Nessuna azione; effettua una simulazione degli eventi che si verificherebbero, ma non cambia realmente il sistema. Esempio di comando: # aptitude install pacchetto -s

-t, –target-release

Permette in genere di aggiornare/installare i pacchetti specificati e le relative dipendenze in base alla release bersaglio. Per esempio:
# aptitude -t stretch-backports install pacchetto

-V, –verbose-versions

Mostra il numero di versione completo dei pacchetti aggiornati e installati.

*Cosa fare:* Riassumi in due frasi il testo fornito qui sopra.

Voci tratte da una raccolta
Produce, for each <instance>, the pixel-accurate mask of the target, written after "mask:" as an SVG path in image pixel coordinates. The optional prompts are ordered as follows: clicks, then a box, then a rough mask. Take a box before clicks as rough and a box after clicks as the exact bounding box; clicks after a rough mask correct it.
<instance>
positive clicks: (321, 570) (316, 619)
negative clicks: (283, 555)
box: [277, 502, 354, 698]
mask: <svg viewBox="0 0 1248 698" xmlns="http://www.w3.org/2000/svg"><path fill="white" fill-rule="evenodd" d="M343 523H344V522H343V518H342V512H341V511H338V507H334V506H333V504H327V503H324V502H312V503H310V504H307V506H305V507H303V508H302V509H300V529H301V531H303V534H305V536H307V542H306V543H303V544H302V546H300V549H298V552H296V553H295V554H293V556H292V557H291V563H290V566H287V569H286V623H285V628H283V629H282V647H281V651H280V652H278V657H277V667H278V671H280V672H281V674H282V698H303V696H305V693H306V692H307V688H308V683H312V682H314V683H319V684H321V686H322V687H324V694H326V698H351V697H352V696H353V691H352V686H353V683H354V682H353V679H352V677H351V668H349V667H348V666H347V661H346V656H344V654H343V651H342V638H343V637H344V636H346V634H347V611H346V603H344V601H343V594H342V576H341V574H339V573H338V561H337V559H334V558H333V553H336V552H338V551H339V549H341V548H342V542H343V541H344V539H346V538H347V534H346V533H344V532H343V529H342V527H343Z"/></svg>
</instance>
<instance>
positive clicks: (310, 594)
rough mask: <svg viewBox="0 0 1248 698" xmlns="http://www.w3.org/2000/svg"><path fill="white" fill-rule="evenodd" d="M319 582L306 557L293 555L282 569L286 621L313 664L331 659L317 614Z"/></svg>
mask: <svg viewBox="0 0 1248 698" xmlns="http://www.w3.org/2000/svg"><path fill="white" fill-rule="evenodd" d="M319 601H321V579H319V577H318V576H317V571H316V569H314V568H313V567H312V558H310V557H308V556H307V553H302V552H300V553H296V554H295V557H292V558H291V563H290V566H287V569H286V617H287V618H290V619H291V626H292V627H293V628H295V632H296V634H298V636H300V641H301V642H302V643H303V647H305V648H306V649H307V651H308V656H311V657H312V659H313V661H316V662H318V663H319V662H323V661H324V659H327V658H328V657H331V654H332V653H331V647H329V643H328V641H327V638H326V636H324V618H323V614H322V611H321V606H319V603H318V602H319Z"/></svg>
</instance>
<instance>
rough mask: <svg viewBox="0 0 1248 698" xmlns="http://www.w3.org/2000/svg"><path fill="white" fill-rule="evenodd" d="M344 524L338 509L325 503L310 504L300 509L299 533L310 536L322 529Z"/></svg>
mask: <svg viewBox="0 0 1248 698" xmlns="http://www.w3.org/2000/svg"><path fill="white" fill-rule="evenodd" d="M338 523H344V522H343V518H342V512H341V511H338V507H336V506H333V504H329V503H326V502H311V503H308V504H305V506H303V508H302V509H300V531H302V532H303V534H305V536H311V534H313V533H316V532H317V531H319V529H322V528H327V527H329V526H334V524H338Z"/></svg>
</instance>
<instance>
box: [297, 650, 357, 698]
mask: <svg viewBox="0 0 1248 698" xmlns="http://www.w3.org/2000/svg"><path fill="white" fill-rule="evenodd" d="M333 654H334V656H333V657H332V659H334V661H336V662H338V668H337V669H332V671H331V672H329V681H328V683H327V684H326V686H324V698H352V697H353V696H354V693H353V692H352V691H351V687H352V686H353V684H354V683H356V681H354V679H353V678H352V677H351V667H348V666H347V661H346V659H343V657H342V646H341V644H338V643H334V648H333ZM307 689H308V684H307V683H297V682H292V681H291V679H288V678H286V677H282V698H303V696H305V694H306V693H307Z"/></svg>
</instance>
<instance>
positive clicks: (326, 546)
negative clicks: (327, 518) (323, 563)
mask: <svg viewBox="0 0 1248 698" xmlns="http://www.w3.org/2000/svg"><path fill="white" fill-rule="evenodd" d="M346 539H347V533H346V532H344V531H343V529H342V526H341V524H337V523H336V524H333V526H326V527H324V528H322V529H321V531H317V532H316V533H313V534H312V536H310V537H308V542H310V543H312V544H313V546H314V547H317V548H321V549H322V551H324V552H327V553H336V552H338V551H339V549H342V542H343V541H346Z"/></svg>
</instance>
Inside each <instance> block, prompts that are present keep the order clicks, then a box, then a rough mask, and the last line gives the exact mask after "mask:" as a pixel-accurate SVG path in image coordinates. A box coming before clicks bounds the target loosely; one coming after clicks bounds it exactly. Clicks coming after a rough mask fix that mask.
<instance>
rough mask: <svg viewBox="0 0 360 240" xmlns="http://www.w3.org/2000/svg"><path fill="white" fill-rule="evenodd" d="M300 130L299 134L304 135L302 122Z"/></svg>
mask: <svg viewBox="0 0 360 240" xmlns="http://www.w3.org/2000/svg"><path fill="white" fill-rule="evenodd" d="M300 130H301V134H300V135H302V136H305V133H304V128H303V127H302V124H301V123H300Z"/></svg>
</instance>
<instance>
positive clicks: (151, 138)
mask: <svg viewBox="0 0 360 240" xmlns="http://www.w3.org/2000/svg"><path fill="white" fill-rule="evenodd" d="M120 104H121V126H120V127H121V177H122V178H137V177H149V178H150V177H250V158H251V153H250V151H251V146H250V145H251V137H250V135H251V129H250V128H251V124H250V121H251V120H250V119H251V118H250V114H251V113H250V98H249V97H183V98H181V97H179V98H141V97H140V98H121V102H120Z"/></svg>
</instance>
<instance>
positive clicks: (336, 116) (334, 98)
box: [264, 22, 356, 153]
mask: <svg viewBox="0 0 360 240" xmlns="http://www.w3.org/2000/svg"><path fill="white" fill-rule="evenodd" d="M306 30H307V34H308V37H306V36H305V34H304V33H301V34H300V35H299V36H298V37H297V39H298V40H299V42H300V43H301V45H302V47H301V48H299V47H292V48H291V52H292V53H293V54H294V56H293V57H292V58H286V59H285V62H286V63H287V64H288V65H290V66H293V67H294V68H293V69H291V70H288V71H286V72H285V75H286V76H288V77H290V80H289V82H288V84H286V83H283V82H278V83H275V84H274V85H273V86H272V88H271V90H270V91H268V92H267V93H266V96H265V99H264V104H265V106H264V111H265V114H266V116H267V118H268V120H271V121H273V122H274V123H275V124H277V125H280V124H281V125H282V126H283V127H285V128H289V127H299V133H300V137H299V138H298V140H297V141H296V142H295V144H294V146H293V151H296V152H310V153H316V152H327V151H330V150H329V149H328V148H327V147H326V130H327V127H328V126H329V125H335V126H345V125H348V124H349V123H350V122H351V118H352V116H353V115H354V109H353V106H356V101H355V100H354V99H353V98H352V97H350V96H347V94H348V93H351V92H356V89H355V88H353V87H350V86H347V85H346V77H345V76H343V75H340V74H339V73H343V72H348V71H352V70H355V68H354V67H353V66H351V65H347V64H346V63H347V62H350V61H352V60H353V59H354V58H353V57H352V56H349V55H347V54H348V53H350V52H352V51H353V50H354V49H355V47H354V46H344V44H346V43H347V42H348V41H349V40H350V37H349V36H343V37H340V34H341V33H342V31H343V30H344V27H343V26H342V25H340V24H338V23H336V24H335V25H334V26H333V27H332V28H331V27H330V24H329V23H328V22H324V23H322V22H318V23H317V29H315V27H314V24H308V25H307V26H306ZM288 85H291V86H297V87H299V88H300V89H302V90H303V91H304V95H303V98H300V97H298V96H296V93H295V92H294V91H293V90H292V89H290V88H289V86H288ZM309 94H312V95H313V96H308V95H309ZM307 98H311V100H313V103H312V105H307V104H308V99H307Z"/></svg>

*Compito svolto:* Il testo descrive alcune opzioni di aptitude. Una esegue solo una simulazione degli eventi senza cambiare realmente il sistema; l'opzione -t permette di aggiornare o installare i pacchetti specificati e le relative dipendenze in base alla release bersaglio; l'opzione -V mostra il numero di versione completo dei pacchetti aggiornati e installati.